Objectif 1 - Mettez à l'échelle les rangées, de la ligne contenant « the truck window. » jusqu'à la fin des rangées, bornes comprises. Recopiez ces lignes, consignes comprises, en multipliant par 2,6 chaque coordonnée des réponses et en arrondissant à l'entier le plus proche, les demis vers le haut.
━━━━━━━━━━━━━━━━
Date : 20040609
Dossier : T-1821-02
Référence : 2004 CF 832
Montréal (Québec), le 9 juin 2004
EN PRÉSENCE DE MONSIEUR LE JUGE HARRINGTON
ENTRE :
KRAFT CANADA INC.
KRAFT FOODS SCHWEIZ AG et
KRAFT FOODS BELGIUM SA
demanderesses
et
EURO EXCELLENCE INC.
défenderesse
MOTIFS DE L'ORDONNANCE ET ORDONNANCE
[1] Il s'agit d'une requête présentée par Kraft Canada Inc. demandant que je réexamine le premier paragraphe de mon ordonnance du 3 mai 2004 parce qu'il ne concorde pas avec les motifs présentés et qu'une question qui aurait dû être traitée a été oubliée ou omise accidentellement, c'est-à-dire les instructions relatives à la méthode employée par Euro Excellence Inc. pour que les emballages des produits Toblerone et Côte d'Or qu'elle prévoit distribuer et vendre au Canada ne soient pas des contrefaçons. Par voie d'une ordonnance en date du 3 mai 2004, avec motifs à l'appui, Euro Excellence Inc. a été forcée de cesser la vente, la mise en circulation, l'exposition ou l'offre en vente de copies d'oeuvres artistiques, notamment les éléments de conception d'emballage identifiés comme l'ours dans la montagne de Toblerone et l'éléphant de Côte d'Or. Étant donné que le paragraphe 27(2) de la Loi sur le droit d'auteur stipule que la possession ou l'importation au Canada d'oeuvres protégées à ces fins constitue une violation du droit d'auteur, Kraft soutient que j'ai omis par inadvertance d'inclure possession et importation dans l'ordonnance. Ce n'est pas le cas. J'ai délibérément exclus les termes possession et importation dans l'ordonnance.
[2] Kraft, sous réserve de la décision de la Cour d'appel, est autorisé à interdire à Euro Excellence de distribuer l'oeuvre protégée dans les emballages de tablettes de chocolat. J'ai mentionné au paragraphe 60 des motifs que [traduction] « rien ne peut empêcher Euro Excellence de remplacer les emballages ni de masquer l'oeuvre protégée » .
━━━━━━━━━━━━━━━━
Objectif 2 - Selon l'extrait, de quelle date est l'ordonnance dont Kraft Canada Inc. demande le réexamen du premier paragraphe ?

(Entrées de données extraites)
━━━━━━━━━━━━━━━━
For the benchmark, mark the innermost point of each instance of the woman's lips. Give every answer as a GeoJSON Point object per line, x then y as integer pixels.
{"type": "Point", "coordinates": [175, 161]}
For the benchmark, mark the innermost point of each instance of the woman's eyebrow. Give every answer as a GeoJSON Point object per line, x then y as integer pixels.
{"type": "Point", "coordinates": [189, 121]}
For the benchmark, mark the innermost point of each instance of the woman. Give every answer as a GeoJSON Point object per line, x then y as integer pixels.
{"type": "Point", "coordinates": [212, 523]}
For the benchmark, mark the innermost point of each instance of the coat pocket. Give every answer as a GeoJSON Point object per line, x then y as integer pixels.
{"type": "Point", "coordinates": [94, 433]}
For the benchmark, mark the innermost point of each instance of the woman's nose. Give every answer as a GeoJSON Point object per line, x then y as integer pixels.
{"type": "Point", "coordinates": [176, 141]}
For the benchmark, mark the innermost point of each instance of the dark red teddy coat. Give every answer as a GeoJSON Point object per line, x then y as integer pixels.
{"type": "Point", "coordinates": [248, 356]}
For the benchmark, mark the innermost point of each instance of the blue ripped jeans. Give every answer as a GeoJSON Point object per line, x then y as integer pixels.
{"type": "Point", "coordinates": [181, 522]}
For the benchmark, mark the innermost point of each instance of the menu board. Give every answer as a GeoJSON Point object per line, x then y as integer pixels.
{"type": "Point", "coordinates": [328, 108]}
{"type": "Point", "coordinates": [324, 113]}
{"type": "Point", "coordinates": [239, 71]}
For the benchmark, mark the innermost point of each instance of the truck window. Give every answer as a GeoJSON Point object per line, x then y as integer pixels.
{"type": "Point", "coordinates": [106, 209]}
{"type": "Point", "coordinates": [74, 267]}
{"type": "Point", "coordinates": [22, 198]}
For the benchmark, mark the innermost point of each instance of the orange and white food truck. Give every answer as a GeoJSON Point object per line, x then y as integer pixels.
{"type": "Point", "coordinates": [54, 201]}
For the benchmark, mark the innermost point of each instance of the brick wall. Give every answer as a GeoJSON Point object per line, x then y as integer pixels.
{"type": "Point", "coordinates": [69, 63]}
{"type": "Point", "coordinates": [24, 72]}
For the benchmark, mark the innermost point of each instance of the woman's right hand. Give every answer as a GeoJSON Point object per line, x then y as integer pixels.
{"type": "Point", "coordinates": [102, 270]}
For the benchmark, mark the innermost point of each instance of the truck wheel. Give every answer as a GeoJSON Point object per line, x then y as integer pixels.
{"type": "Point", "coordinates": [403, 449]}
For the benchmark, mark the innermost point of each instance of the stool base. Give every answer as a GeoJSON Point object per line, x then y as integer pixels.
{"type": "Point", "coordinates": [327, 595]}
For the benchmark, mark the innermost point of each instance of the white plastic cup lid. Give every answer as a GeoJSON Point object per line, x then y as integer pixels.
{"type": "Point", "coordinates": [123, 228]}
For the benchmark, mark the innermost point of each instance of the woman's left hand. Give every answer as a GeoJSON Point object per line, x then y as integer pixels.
━━━━━━━━━━━━━━━━
Réponse 1 -
For the benchmark, mark the innermost point of each instance of the truck window. Give every answer as a GeoJSON Point object per line, x then y as integer pixels.
{"type": "Point", "coordinates": [276, 543]}
{"type": "Point", "coordinates": [192, 694]}
{"type": "Point", "coordinates": [57, 515]}
For the benchmark, mark the innermost point of each instance of the orange and white food truck. Give every answer as a GeoJSON Point object per line, x then y as integer pixels.
{"type": "Point", "coordinates": [140, 523]}
For the benchmark, mark the innermost point of each instance of the brick wall. Give every answer as a GeoJSON Point object per line, x then y as integer pixels.
{"type": "Point", "coordinates": [179, 164]}
{"type": "Point", "coordinates": [62, 187]}
For the benchmark, mark the innermost point of each instance of the woman's right hand. Give every answer as a GeoJSON Point object per line, x then y as integer pixels.
{"type": "Point", "coordinates": [265, 702]}
For the benchmark, mark the innermost point of each instance of the truck wheel. Give every answer as a GeoJSON Point object per line, x then y as integer pixels.
{"type": "Point", "coordinates": [1048, 1167]}
For the benchmark, mark the innermost point of each instance of the stool base. Give every answer as a GeoJSON Point object per line, x then y as integer pixels.
{"type": "Point", "coordinates": [850, 1547]}
For the benchmark, mark the innermost point of each instance of the white plastic cup lid. Give every answer as a GeoJSON Point object per line, x then y as integer pixels.
{"type": "Point", "coordinates": [320, 593]}
For the benchmark, mark the innermost point of each instance of the woman's left hand. Give every answer as a GeoJSON Point object per line, x then y as integer pixels.

Réponse 2 - Elle date du 3 mai 2004.